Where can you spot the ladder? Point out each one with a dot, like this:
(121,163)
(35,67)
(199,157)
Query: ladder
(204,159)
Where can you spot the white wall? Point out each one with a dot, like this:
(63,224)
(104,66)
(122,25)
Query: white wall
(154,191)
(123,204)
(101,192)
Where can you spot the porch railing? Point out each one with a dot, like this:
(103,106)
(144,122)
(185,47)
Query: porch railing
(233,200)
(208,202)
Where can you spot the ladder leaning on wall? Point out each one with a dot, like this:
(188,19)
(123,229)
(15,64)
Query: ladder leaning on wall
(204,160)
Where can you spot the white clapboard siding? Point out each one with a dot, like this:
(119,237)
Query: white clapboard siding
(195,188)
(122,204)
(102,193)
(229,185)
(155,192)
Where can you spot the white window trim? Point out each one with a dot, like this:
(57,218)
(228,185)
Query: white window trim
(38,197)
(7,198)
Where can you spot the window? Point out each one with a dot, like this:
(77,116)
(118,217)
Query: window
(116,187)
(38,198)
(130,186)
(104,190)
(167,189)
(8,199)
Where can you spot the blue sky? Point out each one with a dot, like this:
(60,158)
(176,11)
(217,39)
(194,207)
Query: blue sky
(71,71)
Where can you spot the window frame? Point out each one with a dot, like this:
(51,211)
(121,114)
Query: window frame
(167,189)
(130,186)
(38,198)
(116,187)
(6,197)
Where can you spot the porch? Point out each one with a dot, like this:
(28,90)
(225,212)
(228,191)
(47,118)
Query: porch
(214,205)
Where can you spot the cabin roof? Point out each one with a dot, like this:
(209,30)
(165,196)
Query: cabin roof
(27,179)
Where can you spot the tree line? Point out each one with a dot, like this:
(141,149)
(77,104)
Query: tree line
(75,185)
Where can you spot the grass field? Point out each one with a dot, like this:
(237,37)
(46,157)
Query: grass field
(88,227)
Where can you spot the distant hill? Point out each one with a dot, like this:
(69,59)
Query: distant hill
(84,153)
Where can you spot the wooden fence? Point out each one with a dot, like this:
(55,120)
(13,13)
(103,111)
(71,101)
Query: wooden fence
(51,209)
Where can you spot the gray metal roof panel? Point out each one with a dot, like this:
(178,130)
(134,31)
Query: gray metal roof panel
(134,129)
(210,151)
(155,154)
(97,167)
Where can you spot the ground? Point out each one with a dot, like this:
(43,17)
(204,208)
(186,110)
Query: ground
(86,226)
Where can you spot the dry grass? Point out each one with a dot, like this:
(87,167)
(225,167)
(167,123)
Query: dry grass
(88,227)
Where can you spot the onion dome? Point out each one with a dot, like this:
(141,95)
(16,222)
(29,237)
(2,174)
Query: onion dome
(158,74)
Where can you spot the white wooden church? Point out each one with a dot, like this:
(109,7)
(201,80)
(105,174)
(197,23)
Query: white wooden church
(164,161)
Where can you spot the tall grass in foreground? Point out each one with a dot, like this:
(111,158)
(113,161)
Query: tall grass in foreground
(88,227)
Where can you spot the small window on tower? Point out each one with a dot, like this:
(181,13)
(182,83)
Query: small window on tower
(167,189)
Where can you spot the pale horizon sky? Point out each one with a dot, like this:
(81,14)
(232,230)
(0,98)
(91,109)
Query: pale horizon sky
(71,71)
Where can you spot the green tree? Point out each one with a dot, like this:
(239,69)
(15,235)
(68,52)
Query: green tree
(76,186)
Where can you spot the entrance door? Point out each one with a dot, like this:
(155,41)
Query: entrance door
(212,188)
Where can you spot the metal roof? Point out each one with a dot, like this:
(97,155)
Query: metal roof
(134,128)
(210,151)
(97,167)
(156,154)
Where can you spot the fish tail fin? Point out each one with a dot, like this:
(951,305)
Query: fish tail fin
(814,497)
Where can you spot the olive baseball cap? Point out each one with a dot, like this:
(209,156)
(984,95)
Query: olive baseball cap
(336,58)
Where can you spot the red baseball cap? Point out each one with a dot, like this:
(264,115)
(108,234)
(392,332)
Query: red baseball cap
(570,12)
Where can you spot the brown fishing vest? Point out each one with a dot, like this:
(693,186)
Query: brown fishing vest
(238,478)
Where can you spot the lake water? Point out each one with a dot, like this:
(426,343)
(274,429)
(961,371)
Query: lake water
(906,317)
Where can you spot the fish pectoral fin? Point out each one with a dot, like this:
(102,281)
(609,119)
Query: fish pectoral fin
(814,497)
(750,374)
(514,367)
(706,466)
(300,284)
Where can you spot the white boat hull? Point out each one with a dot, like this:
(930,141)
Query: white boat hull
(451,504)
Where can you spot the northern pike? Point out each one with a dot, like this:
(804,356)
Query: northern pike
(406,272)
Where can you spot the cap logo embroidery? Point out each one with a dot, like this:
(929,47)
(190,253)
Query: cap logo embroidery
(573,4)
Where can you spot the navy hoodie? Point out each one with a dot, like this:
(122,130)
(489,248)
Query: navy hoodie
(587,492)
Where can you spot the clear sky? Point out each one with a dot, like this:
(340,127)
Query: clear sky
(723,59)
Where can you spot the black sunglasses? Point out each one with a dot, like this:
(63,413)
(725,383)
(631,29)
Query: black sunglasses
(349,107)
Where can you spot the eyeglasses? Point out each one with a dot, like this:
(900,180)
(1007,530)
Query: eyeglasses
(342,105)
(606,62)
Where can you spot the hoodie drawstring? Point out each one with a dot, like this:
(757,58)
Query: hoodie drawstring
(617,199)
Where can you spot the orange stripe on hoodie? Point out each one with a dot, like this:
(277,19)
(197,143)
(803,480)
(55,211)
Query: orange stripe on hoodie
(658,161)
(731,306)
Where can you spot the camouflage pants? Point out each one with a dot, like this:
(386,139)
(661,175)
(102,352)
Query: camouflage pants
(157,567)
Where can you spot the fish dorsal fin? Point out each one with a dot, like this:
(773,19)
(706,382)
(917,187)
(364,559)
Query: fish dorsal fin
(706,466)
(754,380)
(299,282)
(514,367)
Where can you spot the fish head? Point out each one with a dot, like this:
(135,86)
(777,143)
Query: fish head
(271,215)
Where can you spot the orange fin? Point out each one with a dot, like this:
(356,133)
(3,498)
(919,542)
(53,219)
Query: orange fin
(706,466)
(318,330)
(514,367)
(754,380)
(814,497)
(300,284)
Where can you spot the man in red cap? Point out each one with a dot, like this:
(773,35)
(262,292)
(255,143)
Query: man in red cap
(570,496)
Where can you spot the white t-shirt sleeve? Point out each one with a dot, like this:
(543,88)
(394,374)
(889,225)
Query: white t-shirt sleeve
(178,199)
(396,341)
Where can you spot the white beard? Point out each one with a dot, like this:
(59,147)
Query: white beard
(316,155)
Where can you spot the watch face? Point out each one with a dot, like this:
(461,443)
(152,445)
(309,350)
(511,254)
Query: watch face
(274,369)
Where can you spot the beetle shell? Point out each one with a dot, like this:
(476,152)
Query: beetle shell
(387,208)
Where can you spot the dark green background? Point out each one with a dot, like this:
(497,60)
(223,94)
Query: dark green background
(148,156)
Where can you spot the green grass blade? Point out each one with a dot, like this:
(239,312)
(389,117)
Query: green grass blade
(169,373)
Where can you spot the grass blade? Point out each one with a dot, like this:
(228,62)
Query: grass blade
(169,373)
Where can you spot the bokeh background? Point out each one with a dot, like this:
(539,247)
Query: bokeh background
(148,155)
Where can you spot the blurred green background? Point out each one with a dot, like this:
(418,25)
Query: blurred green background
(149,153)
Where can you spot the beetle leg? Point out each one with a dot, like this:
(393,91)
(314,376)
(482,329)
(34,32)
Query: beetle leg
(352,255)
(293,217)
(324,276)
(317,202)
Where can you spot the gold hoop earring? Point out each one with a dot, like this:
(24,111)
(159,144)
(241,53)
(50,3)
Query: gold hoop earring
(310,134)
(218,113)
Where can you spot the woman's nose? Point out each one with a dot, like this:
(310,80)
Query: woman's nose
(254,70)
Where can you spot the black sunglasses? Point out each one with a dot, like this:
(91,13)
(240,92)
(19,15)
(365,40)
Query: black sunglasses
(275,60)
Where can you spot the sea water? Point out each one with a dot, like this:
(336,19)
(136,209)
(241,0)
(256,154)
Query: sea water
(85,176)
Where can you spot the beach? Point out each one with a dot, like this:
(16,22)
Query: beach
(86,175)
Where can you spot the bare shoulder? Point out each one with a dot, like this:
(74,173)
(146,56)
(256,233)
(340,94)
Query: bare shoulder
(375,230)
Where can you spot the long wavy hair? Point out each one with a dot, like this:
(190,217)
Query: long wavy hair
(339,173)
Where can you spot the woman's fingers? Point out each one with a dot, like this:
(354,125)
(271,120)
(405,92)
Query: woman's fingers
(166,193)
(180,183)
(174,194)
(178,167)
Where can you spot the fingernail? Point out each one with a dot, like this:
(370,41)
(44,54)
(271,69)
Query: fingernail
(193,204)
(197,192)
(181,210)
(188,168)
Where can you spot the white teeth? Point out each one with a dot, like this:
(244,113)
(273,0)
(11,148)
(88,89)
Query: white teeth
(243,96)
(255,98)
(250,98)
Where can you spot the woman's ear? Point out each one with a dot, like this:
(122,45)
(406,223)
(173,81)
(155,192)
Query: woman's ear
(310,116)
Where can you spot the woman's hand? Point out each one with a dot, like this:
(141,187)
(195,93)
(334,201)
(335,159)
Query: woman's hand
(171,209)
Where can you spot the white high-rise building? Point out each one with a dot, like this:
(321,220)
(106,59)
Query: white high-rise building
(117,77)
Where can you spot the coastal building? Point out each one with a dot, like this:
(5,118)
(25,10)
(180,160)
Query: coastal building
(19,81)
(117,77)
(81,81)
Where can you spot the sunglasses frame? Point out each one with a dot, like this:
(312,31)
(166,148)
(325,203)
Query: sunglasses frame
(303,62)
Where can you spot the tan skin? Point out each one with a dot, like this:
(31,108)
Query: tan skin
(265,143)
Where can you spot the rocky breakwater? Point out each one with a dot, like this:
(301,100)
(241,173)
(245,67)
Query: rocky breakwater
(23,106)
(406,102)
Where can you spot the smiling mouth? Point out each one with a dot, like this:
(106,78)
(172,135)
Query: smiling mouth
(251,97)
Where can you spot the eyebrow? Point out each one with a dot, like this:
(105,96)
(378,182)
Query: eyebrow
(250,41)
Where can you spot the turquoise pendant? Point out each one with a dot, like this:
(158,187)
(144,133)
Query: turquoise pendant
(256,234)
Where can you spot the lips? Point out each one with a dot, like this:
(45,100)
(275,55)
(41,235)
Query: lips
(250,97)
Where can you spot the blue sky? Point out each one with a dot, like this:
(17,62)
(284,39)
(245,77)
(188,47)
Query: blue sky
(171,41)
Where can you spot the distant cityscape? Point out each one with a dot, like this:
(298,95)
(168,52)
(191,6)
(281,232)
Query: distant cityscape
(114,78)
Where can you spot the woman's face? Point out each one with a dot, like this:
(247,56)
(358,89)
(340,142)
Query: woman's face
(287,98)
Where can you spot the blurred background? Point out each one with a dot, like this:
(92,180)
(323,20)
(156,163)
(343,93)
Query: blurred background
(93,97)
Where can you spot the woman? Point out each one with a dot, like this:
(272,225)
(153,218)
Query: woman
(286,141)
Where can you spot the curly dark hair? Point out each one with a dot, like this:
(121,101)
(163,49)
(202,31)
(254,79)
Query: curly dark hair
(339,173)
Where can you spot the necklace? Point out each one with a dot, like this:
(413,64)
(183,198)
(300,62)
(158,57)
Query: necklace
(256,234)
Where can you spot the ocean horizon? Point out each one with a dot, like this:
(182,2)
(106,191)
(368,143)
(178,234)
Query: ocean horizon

TASK GOAL — From the line containing "Where can you spot the tan" down to the final line of the data, write out every line exactly; both the first and last of these belong in your answer, and nothing else does.

CORRECT ANSWER —
Where can you spot the tan skin? Point out each one with a dot, like this:
(31,108)
Query: tan skin
(265,143)
Where can you spot the rocky breakwater? Point out each one with a dot, like this:
(301,100)
(241,173)
(245,67)
Query: rocky breakwater
(23,106)
(406,102)
Where can you spot the smiling mouth? Point out each one with a dot, like this:
(106,78)
(172,135)
Query: smiling mouth
(251,97)
Where can you spot the eyebrow? Point out each one with a dot, like this:
(105,96)
(378,182)
Query: eyebrow
(250,41)
Where can you spot the turquoise pendant? Point out each one with a dot, like this:
(158,187)
(144,133)
Query: turquoise pendant
(256,234)
Where can you spot the lips? Point out each one with a dot, like this:
(45,100)
(275,55)
(41,235)
Query: lips
(250,97)
Where can you spot the blue sky? Point out each one with a dot, like this:
(17,62)
(284,39)
(245,77)
(188,47)
Query: blue sky
(171,41)
Where can you spot the distant cityscape? Point out each one with a dot, like this:
(298,95)
(168,52)
(191,6)
(281,232)
Query: distant cityscape
(114,78)
Where can you spot the woman's face? Point out each one with a dot, like this:
(247,56)
(358,89)
(340,142)
Query: woman's face
(287,98)
Where can you spot the blurred background? Point out each one with a dot, like this:
(92,180)
(323,20)
(156,163)
(343,93)
Query: blurred background
(93,97)
Where can you spot the woman? Point out each one with a dot, like this:
(272,225)
(153,218)
Query: woman
(286,141)
Where can you spot the curly dark hair? Point out each one with a dot, like this:
(121,101)
(163,49)
(202,31)
(254,79)
Query: curly dark hair
(339,173)
Where can you spot the necklace? Point out each one with a dot, like this:
(413,64)
(183,198)
(300,62)
(158,57)
Query: necklace
(256,234)
Where can you spot the ocean horizon? Point out each one with a dot, like this:
(182,2)
(106,191)
(368,143)
(178,234)
Query: ocean horizon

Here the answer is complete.